What you produce should be an exact transcription of the data, minus any pictures.

(INPUT DATA begins)

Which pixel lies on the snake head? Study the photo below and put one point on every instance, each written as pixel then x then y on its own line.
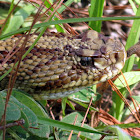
pixel 100 54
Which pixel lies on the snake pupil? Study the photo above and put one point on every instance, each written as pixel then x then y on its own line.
pixel 87 61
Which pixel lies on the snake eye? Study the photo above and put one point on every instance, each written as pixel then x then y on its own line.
pixel 86 61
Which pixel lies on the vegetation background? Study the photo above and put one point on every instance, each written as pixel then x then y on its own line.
pixel 105 111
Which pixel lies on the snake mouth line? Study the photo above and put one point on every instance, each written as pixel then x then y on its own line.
pixel 60 65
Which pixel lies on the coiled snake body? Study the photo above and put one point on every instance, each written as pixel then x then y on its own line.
pixel 60 65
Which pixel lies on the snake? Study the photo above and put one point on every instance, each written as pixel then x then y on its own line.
pixel 61 64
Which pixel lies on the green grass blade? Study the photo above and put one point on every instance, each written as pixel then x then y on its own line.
pixel 96 10
pixel 132 39
pixel 72 20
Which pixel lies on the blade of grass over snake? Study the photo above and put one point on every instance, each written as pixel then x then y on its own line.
pixel 132 39
pixel 96 10
pixel 72 20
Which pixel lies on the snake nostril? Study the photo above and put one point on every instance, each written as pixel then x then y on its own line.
pixel 87 61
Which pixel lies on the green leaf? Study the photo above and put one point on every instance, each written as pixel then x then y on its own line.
pixel 63 104
pixel 132 39
pixel 13 112
pixel 2 105
pixel 18 18
pixel 29 102
pixel 71 20
pixel 67 126
pixel 42 130
pixel 70 118
pixel 137 98
pixel 84 95
pixel 31 117
pixel 120 133
pixel 96 10
pixel 131 78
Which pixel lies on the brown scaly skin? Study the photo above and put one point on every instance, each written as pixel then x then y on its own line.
pixel 60 65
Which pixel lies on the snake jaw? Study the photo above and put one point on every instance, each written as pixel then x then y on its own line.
pixel 60 65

(INPUT DATA ends)

ANSWER SPACE »
Which pixel lies on the snake head? Study the photo below and put one point on every instance, each written as pixel then x then y on its own line.
pixel 100 54
Which pixel lies on the snake pupil? Study the photo above and put one point on every instance, each written as pixel then x then y on its own line.
pixel 87 61
Which pixel lies on the snake eye? Study the photo above and put one point on every instance, each written as pixel then x then y on its own line.
pixel 86 61
Which pixel lies on the vegetation background? Study the photo above and put one point on every instance, each written as pixel then x then y on its own line.
pixel 105 111
Which pixel lies on the snake mouth line? Study the photo above and put one point on every instance, each written as pixel then x then y on its own line.
pixel 60 65
Which pixel lies on the coiled snake body? Study the photo above and put one point on every instance, each written as pixel then x then y on its own line.
pixel 60 65
Which pixel lies on the snake? Study the photo above and put one point on every instance, each written as pixel then x then y on its own line.
pixel 61 64
Which pixel lies on the green grass blade? Study the photo above and put one point on every instance, each written as pixel then x then y on its own line.
pixel 96 10
pixel 132 39
pixel 72 20
Which pixel lies on the blade of grass over snake? Study the photo above and put one point on every instance, each written as pixel then x then y on its own line.
pixel 132 39
pixel 96 10
pixel 72 20
Which pixel lies on the snake nostril? Study the photo above and put one point on every instance, each written as pixel then x then y on its own line.
pixel 87 61
Which pixel lies on the green leaf? Study the photo above and put one point on every instance, each written as pixel then x then y on its own line.
pixel 63 104
pixel 132 39
pixel 13 112
pixel 2 105
pixel 18 18
pixel 29 102
pixel 71 20
pixel 67 126
pixel 42 130
pixel 70 118
pixel 137 98
pixel 84 95
pixel 31 117
pixel 120 133
pixel 96 10
pixel 131 78
Which pixel lies on the brown scaly skin? Study the photo above and put one point on every instance, each written as pixel then x then y on its own line.
pixel 60 65
Which pixel lies on the snake jaw? Study the photo above and put one point on every instance, each written as pixel then x then y on its own line.
pixel 60 65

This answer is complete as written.